(Stored data entries)

·····

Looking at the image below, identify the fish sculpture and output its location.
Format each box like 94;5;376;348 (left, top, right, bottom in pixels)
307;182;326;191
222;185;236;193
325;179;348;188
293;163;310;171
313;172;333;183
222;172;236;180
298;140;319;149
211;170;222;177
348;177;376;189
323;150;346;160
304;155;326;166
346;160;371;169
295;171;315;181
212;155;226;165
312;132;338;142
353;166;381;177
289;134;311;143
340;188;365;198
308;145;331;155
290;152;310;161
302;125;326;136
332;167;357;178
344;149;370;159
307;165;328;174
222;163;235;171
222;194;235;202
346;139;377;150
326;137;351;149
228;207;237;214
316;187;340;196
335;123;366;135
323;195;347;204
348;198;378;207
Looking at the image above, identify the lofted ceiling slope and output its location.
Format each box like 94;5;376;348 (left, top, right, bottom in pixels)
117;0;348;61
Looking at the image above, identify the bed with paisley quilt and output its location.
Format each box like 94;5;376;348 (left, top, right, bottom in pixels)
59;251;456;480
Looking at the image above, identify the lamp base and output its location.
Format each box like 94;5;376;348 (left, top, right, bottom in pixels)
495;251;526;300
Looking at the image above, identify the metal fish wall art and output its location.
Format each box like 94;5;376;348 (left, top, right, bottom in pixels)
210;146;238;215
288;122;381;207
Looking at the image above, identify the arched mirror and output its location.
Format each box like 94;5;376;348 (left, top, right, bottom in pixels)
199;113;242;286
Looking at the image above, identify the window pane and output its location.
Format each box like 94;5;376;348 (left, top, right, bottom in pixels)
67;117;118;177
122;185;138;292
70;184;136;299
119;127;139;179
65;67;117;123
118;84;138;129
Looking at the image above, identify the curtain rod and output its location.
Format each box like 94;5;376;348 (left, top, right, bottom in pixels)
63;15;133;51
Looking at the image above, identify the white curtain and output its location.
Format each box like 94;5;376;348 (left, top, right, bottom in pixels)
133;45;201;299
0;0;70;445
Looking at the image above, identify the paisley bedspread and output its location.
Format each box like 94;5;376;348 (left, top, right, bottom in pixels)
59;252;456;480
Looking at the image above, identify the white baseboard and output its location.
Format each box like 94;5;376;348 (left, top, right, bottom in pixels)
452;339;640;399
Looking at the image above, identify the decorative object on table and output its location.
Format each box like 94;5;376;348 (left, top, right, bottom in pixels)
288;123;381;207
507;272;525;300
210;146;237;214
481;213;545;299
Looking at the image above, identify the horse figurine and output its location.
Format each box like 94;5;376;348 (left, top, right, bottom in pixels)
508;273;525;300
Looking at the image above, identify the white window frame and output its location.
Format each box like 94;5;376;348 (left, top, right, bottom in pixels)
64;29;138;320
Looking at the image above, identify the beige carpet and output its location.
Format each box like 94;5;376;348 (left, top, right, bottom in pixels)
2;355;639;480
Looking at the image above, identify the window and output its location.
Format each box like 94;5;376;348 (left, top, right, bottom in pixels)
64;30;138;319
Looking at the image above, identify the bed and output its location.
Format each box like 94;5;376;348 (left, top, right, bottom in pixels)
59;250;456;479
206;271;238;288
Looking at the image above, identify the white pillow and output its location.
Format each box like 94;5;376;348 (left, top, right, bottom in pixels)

·····

What is expected: Take every line from the data that includes the word "window".

Answer box:
Looking at the image above, identify the window pane and output its location.
Looking at the image above, identify the white window frame and output its location.
Looking at the image above, identify the window and output its location.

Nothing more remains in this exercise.